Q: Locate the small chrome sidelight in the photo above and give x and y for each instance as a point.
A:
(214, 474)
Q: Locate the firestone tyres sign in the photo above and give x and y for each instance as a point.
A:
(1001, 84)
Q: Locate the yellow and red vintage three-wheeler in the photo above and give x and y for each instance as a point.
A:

____

REQUEST —
Copy out all of the entries above again, word for word.

FULL RESPONSE —
Q: Locate the small chrome sidelight in the photo above and give x and y for each instance as a point.
A:
(214, 474)
Q: Locate the firestone tyres sign in the photo above and give x and y for each instance as a point.
A:
(1001, 84)
Q: Locate the yellow and red vintage three-wheeler in the photo above and give x and y for each instance as a point.
A:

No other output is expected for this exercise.